> _What to work on_
Copy each of the following rows word for word, leaving out the pictures.

> _Record set_
— Begin —

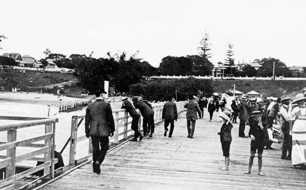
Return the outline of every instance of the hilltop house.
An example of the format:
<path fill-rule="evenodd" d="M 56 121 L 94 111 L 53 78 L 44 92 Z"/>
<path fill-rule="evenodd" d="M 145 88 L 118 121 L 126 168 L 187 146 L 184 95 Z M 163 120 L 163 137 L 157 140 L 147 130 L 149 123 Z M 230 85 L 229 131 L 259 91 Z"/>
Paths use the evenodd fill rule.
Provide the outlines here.
<path fill-rule="evenodd" d="M 293 66 L 289 67 L 289 70 L 292 75 L 293 77 L 305 77 L 303 67 Z"/>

— End —

> _Result below_
Return the outline of every instance of the hilltop house.
An example of the format:
<path fill-rule="evenodd" d="M 56 121 L 94 111 L 53 78 L 44 92 Z"/>
<path fill-rule="evenodd" d="M 145 88 L 118 121 L 126 168 L 187 146 L 184 95 Z M 163 120 L 163 137 L 157 140 L 147 130 L 149 123 Z M 230 85 L 229 131 L 259 91 Z"/>
Paths use the evenodd fill rule.
Provide the outlines here.
<path fill-rule="evenodd" d="M 293 66 L 289 67 L 289 70 L 292 75 L 293 77 L 305 77 L 303 67 Z"/>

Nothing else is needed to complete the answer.